## Estratto selezionato
Libertà e deserto interiore sono due temi così strettamente intrecciati che non si può parlare dell'una senza parlare necessariamente dell'altro.
Tutti noi abbiamo un deserto interiore, un vuoto interiore. Dal modo in cui lo abitiamo o dal modo in cui ci rifiutiamo di abitarlo dipendono rispettivamente la nostra libertà o la nostra schiavitù. È in virtù dell'esercizio della nostra libertà nel deserto che ci sono stati dati i noti consigli evangelici di povertà (di spirito), di castità e di obbedienza.
Sono i tre pilastri su cui si regge la nostra libertà interiore. Sono le tre stelle polari interiori che dovrebbero guidare le nostre decisioni per evitare di finire schiavi delle ricchezze, dei piaceri e di altri esseri umani. Precisiamo subito al riguardo che povertà non è pauperismo; castità non è repressione della sessualità e di altri piaceri della vita; obbedienza non è sottomissione passiva agli altri. Anzi, i consigli evangelici servono proprio per evitare gli estremi opposti del pauperismo o dell'eccessivo accumulo di ricchezze; della repressione o delle dipendenze dai piaceri fisici; del dominio o della sottomissione agli altri.
Partiamo dalla castità. È necessario partire dal corpo perché, anche se esistono piaceri di natura psicologica e spirituale, se c’è un disordine nel modo in cui viviamo i piaceri della carne ci saranno inevitabilmente disordini anche nella psiche e nello spirito. Nelle dipendenze ad esempio, la sostanza, il cibo, l’attività, le persone da cui siamo dipendenti impediscono di accedere alle più alte dimensioni psicologiche e spirituali, perché c’è una netta predominanza della dimensione corporea che sovrasta la psiche e lo spirito. Questo vale anche nelle relazioni di coppia quando sono caratterizzate da dipendenza, la dimensione corporea è eccessivamente dominante: c’è un costante bisogno di vedere fisicamente l’altro, di sentirlo, di toccarlo; c’è un bisogno di fagocitare l’altro fisicamente, bisogno che si autoalimenta costantemente e non si appaga mai. Essere casti significa innanzitutto avere rispetto del corpo, proprio e altrui, e cioè: non usare il proprio corpo e quello degli altri come un oggetto di piacere per colmare un vuoto interiore.

## Righe elencate
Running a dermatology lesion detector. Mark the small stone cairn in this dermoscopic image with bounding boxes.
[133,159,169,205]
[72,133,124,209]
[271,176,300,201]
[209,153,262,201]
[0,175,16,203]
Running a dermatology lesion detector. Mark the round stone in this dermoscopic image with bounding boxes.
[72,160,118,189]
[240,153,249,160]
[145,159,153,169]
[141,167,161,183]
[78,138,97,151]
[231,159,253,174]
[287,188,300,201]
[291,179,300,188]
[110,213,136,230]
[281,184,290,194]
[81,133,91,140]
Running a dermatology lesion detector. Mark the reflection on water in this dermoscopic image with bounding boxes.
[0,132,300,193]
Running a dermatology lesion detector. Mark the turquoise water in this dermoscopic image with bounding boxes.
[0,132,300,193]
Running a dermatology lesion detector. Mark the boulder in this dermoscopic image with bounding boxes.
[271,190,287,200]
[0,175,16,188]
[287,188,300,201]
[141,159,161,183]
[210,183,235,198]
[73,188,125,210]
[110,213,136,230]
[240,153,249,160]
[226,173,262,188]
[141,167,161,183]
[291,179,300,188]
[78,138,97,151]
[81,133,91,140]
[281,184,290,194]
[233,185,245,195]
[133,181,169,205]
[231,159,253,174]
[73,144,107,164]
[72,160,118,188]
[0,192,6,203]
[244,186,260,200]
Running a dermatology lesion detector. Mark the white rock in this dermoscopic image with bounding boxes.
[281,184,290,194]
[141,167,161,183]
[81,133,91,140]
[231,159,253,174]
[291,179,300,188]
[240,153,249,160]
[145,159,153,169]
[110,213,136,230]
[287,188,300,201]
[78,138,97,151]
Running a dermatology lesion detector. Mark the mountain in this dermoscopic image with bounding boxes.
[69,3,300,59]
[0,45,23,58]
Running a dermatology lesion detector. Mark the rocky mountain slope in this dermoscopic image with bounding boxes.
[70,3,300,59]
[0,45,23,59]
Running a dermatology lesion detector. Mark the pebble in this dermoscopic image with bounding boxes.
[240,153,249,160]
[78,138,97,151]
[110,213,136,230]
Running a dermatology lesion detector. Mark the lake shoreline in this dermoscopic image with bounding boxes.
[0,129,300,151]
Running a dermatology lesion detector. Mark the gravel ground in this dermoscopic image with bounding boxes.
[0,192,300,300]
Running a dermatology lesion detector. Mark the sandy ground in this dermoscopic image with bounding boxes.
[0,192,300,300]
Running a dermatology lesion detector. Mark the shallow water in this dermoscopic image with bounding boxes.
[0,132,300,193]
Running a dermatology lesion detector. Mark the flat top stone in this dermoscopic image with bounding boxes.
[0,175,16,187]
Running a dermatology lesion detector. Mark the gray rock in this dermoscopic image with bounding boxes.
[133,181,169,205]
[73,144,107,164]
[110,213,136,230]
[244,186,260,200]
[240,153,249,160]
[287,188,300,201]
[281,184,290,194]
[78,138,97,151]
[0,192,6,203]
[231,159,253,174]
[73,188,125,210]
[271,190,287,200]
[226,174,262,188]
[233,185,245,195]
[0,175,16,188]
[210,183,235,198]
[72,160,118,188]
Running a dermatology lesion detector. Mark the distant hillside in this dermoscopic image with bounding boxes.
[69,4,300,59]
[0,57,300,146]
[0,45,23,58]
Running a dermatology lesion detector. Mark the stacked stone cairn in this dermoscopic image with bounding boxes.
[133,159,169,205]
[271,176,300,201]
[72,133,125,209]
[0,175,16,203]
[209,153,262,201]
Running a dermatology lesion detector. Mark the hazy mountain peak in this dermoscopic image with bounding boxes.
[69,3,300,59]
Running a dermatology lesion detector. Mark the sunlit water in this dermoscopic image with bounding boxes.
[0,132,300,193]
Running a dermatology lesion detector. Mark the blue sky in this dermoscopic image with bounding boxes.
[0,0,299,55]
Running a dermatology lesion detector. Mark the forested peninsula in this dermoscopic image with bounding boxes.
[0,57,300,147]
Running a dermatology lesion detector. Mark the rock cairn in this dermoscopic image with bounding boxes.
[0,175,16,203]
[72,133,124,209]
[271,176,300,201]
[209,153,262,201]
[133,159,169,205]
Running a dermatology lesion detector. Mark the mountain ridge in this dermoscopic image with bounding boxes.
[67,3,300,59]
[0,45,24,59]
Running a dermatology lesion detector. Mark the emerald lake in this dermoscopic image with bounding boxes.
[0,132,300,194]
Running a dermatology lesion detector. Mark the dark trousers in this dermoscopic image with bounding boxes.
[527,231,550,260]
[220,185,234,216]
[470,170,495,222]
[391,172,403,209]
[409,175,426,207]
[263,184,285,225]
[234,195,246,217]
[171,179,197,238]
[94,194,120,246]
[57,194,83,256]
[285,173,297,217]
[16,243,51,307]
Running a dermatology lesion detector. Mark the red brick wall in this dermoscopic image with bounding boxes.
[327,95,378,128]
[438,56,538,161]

## Il suo compito
Elenchi tutti i consigli evangelici menzionati nell'estratto su libertà e deserto interiore. Per rispondere si basi unicamente sull'estratto.

## Il risultato
- povertà (di spirito)
- castità
- obbedienza